• **What you are asked to do**: Reproduce the following material word for word, keeping every line and character unchanged.

• **Records provided**:
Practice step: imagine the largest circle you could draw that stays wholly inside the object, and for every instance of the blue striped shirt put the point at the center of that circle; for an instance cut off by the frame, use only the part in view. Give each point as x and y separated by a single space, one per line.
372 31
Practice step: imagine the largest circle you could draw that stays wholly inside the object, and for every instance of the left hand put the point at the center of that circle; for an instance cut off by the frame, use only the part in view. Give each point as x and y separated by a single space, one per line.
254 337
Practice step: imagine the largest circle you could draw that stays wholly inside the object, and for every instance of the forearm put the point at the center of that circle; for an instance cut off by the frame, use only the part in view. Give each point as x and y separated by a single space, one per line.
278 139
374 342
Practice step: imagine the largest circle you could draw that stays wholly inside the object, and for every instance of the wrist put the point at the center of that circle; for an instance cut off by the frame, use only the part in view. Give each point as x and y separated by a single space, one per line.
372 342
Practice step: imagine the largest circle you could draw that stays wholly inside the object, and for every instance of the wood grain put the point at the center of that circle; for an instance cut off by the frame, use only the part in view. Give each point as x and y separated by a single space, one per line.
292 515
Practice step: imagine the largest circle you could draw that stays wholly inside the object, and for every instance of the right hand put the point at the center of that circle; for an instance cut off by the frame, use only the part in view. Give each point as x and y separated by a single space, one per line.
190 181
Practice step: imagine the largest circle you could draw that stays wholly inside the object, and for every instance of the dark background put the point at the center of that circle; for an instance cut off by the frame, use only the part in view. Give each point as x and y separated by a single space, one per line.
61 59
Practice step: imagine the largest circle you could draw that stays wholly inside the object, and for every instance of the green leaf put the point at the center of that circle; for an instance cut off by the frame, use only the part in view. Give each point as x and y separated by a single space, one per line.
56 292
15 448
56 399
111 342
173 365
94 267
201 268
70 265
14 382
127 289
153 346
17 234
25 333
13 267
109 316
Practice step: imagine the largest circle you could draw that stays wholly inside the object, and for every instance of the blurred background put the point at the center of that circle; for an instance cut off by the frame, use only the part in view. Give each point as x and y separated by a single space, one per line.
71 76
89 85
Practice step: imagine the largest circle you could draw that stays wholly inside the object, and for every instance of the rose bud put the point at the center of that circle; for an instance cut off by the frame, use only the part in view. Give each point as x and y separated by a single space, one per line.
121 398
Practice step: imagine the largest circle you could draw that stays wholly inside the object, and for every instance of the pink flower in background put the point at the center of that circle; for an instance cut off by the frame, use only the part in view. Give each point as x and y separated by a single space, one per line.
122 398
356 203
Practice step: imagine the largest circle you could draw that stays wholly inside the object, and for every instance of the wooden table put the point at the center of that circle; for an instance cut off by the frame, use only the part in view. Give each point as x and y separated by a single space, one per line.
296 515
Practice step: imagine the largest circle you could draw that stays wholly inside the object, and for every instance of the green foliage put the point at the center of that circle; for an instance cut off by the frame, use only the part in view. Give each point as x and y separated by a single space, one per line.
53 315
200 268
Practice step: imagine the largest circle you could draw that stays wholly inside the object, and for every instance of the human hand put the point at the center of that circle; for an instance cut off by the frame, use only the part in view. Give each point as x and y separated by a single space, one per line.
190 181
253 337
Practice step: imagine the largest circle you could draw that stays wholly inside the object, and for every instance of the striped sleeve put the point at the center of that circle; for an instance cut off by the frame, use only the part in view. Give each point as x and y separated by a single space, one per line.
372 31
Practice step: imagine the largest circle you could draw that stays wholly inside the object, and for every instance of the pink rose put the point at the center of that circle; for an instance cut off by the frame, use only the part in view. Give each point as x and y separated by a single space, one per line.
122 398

• **Solved exercise**:
Practice step: imagine the largest circle you could draw that stays wholly inside the object, and for every instance of the blue striped shirt put the point at the center of that circle; for an instance cut off by the frame, use only the part in view. Give each point as x and y separated by a single space, one per line.
372 31
Practice step: imagine the largest circle you could draw that stays wholly inside the object, and for every instance of the left hand put the point at the center of that circle; for an instance cut off by the frame, use only the part in view. Give each point as x and y separated by a single space, one per line.
254 337
Practice step: imagine the largest circle you could draw that stays wholly inside the object, and for every instance of the forearm put the point at the center of that circle; for an instance cut off by the frame, use only the part in view. Give each point as x and y separated by a single space, one per line.
278 139
374 342
Practice step: imagine the largest circle you could draw that stays wholly inside the object, and for every instance of the wrist put the point at the center of that circle; for an instance cut off by the frame, use only the part in view. Give each point as x and y separated by a single space, one per line.
372 342
Practice step: imagine the largest circle you could draw that stays wholly inside the object, and for every instance of the wood grain put the point at the center of that circle; for an instance cut off by the frame, use only the part in view. Give each point as x and y separated by a single space, one per line.
292 515
Practice step: imagine the largest circle you could draw that stays wholly inside the object, and for every instance of the right hand put the point at the center of that circle; for an instance cut off by the frame, use only the part in view. Give each point as x and y separated by a single space, one per line.
190 181
Practice step: imagine the largest circle you could draw that stays wholly inside the object, and for every instance of the dark background put the point at the center of that circle; for an instance cut off by the frame, use only the part in view. Give each point as x and y separated by a single space, one per line.
61 59
Practice step: imagine the largest circle you could draw that stays wholly inside the object, and for every instance of the green leaf put the point at the center of that circle; for an instance cut off by the frame, use only the part in view. Give each point as x and y separated by a single space, one per line.
56 292
15 448
56 399
111 342
173 365
94 267
201 268
70 265
14 382
127 289
153 346
17 234
25 333
13 267
109 316
Practice step: imagine the largest circle you could draw that stays wholly inside the object, and for every instance of the blurred background put the point at the center of that circle; for an instance cut off by the frame, use only the part in view. Give each point as x and y separated by a single space, one per line.
71 76
89 85
Practice step: imagine the largest circle you could draw that stays wholly inside the object, and for every instance of the rose bud put the point at the center of that circle; for an instance cut off by the frame, use only the part in view. Give each point as x and y separated by a single space, one per line.
121 398
Practice step: imagine the largest circle you could draw that stays wholly inside the object, and for every instance of the pink flower in background put the point at the center of that circle; for an instance cut off by the frame, use only the part in view. Give each point as x and y separated by a single space, one per line.
122 398
356 203
Practice step: imagine the largest circle you could draw that stays wholly inside the object, and for every instance of the wooden table put the point at the center of that circle; for an instance cut off by the frame, use only the part in view. Give each point as x and y separated by a single space, one per line.
296 515
Practice step: imagine the largest circle you could draw that stays wholly inside the object, and for every instance of the green foliage put the point at the center of that circle; for an instance cut off by the frame, use only the part in view. Give each point as x and y separated by a single space, one per line.
53 315
200 268
Practice step: imagine the largest circle you could draw that stays wholly inside the object, and for every instance of the human hand put the point at the center of that circle; for an instance cut off by the frame, use only the part in view. Give each point as x and y separated by a single space, one per line.
190 181
253 337
Practice step: imagine the largest circle you could draw that stays wholly inside the object, and for every instance of the striped sleeve put the point at the center of that circle; for an instance cut off by the frame, use only the part in view. Give each point as x and y separated by a single space, one per line.
372 31
Practice step: imagine the largest circle you could draw that stays wholly inside the object, and for every instance of the pink rose put the point at the center of that circle; for an instance cut off by the frame, use only the part in view. Give each point as x and y separated by a single space, one per line.
122 398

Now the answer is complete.